- _RECORDED DATA_:
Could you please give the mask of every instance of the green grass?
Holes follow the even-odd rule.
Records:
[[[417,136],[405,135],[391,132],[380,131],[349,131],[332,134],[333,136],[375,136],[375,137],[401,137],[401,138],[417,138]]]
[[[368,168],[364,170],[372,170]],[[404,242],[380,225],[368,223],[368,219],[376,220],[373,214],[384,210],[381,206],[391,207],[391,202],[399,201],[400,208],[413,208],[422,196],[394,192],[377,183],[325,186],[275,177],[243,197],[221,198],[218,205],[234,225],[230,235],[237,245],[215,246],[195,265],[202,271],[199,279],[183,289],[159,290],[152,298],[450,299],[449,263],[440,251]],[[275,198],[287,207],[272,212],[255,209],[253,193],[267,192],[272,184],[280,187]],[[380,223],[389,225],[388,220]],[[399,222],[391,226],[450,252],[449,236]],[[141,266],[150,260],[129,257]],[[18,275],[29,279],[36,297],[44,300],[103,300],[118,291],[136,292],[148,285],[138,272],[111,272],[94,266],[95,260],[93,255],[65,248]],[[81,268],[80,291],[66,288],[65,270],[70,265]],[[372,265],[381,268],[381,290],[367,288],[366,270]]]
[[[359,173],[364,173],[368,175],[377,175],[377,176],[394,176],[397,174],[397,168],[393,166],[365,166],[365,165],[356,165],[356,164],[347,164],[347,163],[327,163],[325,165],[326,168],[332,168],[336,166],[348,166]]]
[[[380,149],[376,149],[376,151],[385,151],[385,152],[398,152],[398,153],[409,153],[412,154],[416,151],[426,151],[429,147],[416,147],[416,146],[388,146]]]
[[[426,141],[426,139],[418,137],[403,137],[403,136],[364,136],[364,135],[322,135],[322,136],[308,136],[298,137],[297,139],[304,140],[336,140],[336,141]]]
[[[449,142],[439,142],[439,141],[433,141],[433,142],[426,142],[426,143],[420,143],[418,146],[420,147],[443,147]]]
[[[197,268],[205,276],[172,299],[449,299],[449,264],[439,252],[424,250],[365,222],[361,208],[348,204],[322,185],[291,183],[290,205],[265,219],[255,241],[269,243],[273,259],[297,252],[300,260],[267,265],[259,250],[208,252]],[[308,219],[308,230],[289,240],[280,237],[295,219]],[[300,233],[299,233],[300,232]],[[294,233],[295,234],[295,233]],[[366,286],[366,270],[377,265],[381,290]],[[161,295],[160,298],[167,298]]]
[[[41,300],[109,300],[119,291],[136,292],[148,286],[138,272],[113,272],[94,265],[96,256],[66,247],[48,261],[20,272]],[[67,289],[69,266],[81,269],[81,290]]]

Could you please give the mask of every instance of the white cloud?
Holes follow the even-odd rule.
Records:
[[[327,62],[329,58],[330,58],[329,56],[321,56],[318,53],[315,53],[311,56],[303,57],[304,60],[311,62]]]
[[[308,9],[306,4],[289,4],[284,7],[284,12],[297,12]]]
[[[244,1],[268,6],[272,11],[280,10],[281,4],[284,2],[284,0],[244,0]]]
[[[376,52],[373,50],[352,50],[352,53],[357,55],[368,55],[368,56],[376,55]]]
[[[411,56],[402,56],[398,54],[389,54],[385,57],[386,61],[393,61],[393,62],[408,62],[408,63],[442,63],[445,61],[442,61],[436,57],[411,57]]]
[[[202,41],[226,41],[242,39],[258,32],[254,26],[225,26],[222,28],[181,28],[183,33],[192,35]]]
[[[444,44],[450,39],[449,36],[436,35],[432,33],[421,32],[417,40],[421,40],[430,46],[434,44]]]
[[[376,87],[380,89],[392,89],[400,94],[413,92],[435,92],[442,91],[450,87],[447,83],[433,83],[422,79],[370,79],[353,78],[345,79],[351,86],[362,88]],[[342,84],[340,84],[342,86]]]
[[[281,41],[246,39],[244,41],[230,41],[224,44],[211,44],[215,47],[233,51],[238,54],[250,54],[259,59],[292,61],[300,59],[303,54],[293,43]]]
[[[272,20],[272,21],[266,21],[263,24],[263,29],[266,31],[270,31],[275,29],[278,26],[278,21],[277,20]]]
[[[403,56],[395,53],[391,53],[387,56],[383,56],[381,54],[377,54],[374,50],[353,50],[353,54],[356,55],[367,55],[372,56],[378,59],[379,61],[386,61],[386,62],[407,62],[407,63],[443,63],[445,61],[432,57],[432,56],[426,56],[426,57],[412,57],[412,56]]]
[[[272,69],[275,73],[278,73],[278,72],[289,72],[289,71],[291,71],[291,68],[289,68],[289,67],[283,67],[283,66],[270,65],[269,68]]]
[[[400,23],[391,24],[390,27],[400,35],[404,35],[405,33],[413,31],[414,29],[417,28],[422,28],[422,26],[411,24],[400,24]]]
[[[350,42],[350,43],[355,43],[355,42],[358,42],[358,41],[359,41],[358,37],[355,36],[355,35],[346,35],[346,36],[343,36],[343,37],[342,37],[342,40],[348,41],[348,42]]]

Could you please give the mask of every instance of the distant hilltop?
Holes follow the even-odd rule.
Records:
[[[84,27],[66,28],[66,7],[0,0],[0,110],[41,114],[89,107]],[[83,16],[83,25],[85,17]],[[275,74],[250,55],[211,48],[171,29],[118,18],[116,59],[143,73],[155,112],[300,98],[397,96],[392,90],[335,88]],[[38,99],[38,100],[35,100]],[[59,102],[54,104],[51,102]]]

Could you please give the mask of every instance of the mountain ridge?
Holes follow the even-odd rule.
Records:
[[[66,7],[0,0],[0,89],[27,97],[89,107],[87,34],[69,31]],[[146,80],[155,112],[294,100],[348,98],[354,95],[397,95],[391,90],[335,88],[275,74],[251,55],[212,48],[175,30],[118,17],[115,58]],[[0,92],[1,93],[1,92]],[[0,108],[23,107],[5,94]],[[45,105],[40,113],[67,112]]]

- _WORK TO BE COMPLETED_:
Exact copies of every record are required, so retype them in full.

- _SOLUTION FOR THIS TASK_:
Could you please give the mask of every instance of the green grass?
Holes follow the even-odd rule.
Records:
[[[417,136],[405,135],[391,132],[380,131],[349,131],[332,134],[333,136],[375,136],[375,137],[401,137],[401,138],[417,138]]]
[[[368,168],[364,170],[372,170]],[[404,242],[380,225],[368,223],[368,219],[376,220],[373,214],[384,210],[381,206],[391,207],[391,202],[399,201],[400,208],[413,208],[422,196],[394,192],[377,183],[325,186],[275,177],[243,197],[221,198],[218,205],[234,225],[230,235],[237,245],[215,246],[195,265],[202,271],[199,279],[183,289],[159,290],[152,298],[450,299],[449,263],[440,251]],[[275,198],[287,207],[272,212],[255,209],[253,193],[267,192],[272,184],[280,187]],[[380,223],[389,225],[388,220]],[[399,222],[391,226],[450,252],[449,236]],[[141,266],[150,260],[129,257]],[[18,275],[29,279],[36,297],[44,300],[103,300],[118,291],[136,292],[148,285],[138,272],[111,272],[94,266],[95,260],[93,255],[65,248]],[[81,268],[80,291],[66,288],[65,270],[70,265]],[[372,265],[381,268],[381,290],[367,288],[366,270]]]
[[[359,173],[364,173],[368,175],[377,175],[377,176],[394,176],[397,174],[397,168],[393,166],[365,166],[365,165],[356,165],[356,164],[347,164],[347,163],[327,163],[325,165],[326,168],[332,168],[336,166],[348,166]]]
[[[380,149],[376,149],[376,151],[385,151],[385,152],[398,152],[398,153],[409,153],[412,154],[416,151],[426,151],[429,147],[416,147],[416,146],[388,146]]]
[[[426,141],[426,139],[418,137],[403,137],[403,136],[364,136],[364,135],[322,135],[322,136],[308,136],[298,137],[297,139],[304,140],[336,140],[336,141]]]
[[[449,142],[439,142],[439,141],[433,141],[433,142],[426,142],[426,143],[420,143],[418,146],[420,147],[443,147]]]
[[[197,268],[205,276],[172,299],[449,299],[449,264],[439,252],[424,250],[365,222],[361,208],[348,204],[322,185],[291,183],[290,205],[265,219],[255,241],[269,243],[273,259],[297,252],[300,260],[267,265],[259,250],[208,252]],[[308,219],[308,230],[289,240],[280,237],[295,219]],[[300,233],[299,233],[300,232]],[[294,233],[295,234],[295,233]],[[366,286],[366,270],[377,265],[381,290]],[[161,295],[160,298],[167,298]]]
[[[41,300],[109,300],[119,291],[136,292],[148,286],[138,272],[113,272],[94,265],[96,256],[66,247],[48,261],[20,272]],[[67,289],[69,266],[81,269],[81,290]]]

Could you please give the mask of every instance of the white cloud?
Holes follow the even-odd rule.
Records:
[[[327,62],[329,58],[330,58],[329,56],[321,56],[318,53],[315,53],[311,56],[303,57],[304,60],[311,62]]]
[[[308,9],[306,4],[289,4],[284,7],[284,12],[297,12]]]
[[[244,1],[268,6],[272,11],[280,10],[281,4],[284,2],[284,0],[244,0]]]
[[[376,52],[373,50],[352,50],[352,53],[357,55],[368,55],[368,56],[376,55]]]
[[[411,56],[402,56],[398,54],[389,54],[385,57],[386,61],[393,61],[393,62],[408,62],[408,63],[442,63],[445,61],[442,61],[436,57],[411,57]]]
[[[202,41],[226,41],[242,39],[258,32],[254,26],[225,26],[222,28],[181,28],[183,33],[192,35]]]
[[[444,44],[450,39],[449,36],[436,35],[432,33],[421,32],[417,40],[421,40],[430,46],[434,44]]]
[[[376,87],[380,89],[392,89],[400,94],[413,92],[435,92],[442,91],[450,87],[447,83],[433,83],[422,79],[370,79],[353,78],[345,79],[351,86],[362,88]],[[342,84],[340,84],[342,86]]]
[[[281,41],[246,39],[244,41],[230,41],[224,44],[211,44],[215,47],[233,51],[238,54],[250,54],[259,59],[292,61],[300,59],[303,54],[293,43]]]
[[[272,20],[272,21],[266,21],[263,24],[263,29],[266,31],[270,31],[275,29],[278,26],[278,21],[277,20]]]
[[[403,56],[395,53],[391,53],[387,56],[383,56],[381,54],[377,54],[374,50],[353,50],[353,54],[356,55],[367,55],[372,56],[378,59],[379,61],[386,61],[386,62],[407,62],[407,63],[443,63],[445,61],[432,57],[432,56],[426,56],[426,57],[412,57],[412,56]]]
[[[272,69],[275,73],[278,73],[278,72],[289,72],[289,71],[291,71],[291,68],[289,68],[289,67],[283,67],[283,66],[270,65],[269,68]]]
[[[400,23],[391,24],[390,27],[400,35],[404,35],[405,33],[413,31],[414,29],[417,28],[422,28],[422,26],[411,24],[400,24]]]
[[[350,42],[350,43],[355,43],[355,42],[358,42],[358,41],[359,41],[358,37],[355,36],[355,35],[346,35],[346,36],[343,36],[343,37],[342,37],[342,40],[348,41],[348,42]]]

Could you please give the mask of every instance of the distant hilltop?
Holes follow the even-odd rule.
Records:
[[[84,27],[66,28],[66,7],[0,0],[0,110],[41,114],[89,107]],[[83,16],[83,25],[85,17]],[[275,74],[250,55],[211,48],[171,29],[118,18],[116,59],[143,73],[155,112],[300,98],[397,96],[392,90],[335,88]],[[38,99],[38,100],[35,100]],[[59,102],[54,104],[51,102]]]

Could you please give the mask of every instance of the mountain ridge?
Holes follow the even-odd rule.
Records:
[[[66,7],[0,0],[0,89],[27,97],[89,107],[87,34],[69,31]],[[146,80],[155,112],[294,100],[348,98],[354,95],[397,95],[391,90],[335,88],[275,74],[251,55],[212,48],[175,30],[118,17],[115,58]],[[0,92],[1,93],[1,92]],[[0,108],[23,107],[5,94]],[[45,105],[40,113],[67,112]]]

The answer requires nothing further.